● Directions
Your answer is the line containing "the canyon floor" plus every line after it to the end of the data below, transcribed exactly and with nothing else.

START Provided entries

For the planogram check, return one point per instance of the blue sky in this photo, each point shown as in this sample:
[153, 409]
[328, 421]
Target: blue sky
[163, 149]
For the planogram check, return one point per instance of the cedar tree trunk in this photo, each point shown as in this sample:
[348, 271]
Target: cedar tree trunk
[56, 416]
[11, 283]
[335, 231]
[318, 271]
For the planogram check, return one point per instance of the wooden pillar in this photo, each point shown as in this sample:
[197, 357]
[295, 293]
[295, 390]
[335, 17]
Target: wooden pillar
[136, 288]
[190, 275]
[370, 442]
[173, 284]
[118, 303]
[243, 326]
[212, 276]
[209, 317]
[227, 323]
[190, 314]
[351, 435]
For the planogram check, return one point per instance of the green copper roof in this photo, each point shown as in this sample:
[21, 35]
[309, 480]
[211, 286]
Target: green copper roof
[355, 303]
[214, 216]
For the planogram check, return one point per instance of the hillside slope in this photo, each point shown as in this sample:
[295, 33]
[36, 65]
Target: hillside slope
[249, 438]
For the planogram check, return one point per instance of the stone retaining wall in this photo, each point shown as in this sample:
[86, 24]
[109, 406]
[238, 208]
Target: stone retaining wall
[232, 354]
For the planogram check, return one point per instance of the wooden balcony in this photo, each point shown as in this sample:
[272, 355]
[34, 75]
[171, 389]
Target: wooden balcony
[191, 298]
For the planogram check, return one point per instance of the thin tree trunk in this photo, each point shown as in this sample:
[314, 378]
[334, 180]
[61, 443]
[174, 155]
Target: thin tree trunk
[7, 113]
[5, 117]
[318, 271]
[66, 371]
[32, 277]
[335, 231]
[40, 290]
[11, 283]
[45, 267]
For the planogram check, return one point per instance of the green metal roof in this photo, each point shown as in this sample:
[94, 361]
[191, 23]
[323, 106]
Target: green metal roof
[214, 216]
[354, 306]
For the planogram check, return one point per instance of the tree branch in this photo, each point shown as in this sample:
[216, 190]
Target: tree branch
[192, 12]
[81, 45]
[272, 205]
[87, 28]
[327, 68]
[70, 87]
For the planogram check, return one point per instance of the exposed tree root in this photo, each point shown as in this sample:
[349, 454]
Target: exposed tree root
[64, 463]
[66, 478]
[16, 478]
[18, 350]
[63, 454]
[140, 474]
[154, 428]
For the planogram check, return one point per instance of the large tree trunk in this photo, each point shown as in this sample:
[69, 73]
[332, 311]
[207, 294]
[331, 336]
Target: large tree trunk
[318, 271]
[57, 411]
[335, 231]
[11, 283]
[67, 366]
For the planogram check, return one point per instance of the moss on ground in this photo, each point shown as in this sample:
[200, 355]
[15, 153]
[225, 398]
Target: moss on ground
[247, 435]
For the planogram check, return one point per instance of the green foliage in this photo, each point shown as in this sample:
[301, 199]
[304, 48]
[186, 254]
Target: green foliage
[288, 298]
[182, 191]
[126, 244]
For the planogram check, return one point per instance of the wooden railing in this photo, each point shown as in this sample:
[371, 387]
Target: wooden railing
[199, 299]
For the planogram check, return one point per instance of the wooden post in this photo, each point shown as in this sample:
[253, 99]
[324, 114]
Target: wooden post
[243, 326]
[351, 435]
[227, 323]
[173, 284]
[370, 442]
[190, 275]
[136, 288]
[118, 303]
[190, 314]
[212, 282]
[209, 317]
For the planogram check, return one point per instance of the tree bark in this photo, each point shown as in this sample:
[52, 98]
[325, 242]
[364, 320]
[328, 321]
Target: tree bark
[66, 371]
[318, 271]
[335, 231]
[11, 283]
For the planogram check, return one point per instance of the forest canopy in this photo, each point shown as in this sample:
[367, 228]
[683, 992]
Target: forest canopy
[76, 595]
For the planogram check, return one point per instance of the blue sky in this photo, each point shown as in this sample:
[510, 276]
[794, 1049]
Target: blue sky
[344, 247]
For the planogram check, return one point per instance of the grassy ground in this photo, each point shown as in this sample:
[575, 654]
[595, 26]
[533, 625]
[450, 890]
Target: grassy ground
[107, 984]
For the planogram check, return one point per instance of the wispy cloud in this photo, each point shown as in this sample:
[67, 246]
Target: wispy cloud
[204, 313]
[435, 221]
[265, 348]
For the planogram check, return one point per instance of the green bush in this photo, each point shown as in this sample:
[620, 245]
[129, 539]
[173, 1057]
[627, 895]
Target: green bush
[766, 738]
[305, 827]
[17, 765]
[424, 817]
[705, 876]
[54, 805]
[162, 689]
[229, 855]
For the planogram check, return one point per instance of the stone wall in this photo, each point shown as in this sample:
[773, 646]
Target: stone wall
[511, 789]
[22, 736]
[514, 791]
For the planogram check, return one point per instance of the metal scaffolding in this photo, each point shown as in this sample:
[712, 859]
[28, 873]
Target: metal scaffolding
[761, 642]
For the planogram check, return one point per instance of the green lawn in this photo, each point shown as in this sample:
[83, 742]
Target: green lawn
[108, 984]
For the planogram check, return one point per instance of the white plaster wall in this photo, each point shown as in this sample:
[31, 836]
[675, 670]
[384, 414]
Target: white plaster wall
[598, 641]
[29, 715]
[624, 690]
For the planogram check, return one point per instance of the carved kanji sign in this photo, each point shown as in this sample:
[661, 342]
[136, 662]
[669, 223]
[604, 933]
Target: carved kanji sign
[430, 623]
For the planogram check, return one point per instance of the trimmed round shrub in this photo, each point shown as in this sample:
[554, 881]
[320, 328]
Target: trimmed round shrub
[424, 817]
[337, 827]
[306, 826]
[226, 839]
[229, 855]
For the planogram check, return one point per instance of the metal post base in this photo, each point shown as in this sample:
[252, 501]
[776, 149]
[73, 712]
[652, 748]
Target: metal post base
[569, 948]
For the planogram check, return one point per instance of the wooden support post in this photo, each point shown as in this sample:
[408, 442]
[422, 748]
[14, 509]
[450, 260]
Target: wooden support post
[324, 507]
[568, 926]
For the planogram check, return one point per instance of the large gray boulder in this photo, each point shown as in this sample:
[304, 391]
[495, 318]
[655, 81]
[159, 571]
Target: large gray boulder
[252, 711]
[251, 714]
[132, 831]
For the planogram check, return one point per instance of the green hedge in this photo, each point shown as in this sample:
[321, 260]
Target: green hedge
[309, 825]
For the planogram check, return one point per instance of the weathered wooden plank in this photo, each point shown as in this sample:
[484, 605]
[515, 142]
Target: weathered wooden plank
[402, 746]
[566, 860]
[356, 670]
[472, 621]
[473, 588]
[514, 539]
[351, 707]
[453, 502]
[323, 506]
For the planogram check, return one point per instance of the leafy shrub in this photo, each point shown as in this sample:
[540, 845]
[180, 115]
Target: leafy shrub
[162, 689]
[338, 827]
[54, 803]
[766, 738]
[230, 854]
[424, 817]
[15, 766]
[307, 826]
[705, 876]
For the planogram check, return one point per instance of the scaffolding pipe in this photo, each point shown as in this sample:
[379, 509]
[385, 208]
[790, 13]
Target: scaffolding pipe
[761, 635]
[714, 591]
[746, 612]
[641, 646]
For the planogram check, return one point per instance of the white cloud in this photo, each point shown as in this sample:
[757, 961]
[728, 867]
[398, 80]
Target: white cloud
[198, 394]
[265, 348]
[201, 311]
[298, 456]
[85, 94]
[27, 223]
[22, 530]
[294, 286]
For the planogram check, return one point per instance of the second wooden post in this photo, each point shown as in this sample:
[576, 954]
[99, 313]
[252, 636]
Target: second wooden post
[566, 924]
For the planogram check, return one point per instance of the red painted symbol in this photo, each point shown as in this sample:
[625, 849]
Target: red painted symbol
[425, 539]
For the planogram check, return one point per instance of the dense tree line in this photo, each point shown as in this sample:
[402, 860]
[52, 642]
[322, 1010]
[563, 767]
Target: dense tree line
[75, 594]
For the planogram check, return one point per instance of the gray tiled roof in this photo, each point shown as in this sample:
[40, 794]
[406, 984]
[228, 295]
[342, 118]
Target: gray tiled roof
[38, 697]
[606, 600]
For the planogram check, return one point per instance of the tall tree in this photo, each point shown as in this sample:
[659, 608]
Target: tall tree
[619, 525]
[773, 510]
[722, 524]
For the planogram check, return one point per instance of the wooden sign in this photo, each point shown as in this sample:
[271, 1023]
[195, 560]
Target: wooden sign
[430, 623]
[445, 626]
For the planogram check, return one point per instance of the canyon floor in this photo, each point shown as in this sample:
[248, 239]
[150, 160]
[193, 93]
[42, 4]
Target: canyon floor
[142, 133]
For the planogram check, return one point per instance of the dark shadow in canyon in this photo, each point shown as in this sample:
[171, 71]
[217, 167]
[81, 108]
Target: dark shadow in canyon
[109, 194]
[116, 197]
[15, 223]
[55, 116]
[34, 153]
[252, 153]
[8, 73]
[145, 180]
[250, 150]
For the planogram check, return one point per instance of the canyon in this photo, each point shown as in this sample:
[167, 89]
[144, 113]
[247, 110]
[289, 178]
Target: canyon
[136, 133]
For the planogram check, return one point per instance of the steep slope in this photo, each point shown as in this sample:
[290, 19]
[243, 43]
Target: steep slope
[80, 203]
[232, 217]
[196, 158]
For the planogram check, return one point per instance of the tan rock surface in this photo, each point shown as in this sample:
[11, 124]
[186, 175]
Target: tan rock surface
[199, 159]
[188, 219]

END Provided entries

● Solved exercise
For the planogram check, return one point per instance of the canyon floor in this photo, each point shown as in this sample:
[248, 239]
[150, 160]
[193, 93]
[42, 4]
Target: canyon floor
[142, 133]
For the planogram check, return one point per instance of the dark shadow in canyon in this photo, each point shown as in this sample:
[171, 71]
[217, 167]
[81, 108]
Target: dark shadow in canyon
[109, 194]
[116, 197]
[15, 223]
[55, 116]
[34, 153]
[252, 153]
[8, 73]
[145, 180]
[250, 150]
For the planogram check, return one point per instance of the canyon in this photo, each point shown as in this sample:
[167, 89]
[144, 113]
[247, 110]
[289, 178]
Target: canyon
[136, 133]
For the planogram check, return one point per instance of the steep slope in this photo, each point shown as in this sample:
[290, 19]
[243, 43]
Target: steep slope
[80, 203]
[232, 217]
[196, 158]
For the planogram check, return one point per instance of the tan rock surface in this photo, each point shown as in this sample:
[11, 124]
[186, 175]
Target: tan rock surface
[199, 159]
[188, 219]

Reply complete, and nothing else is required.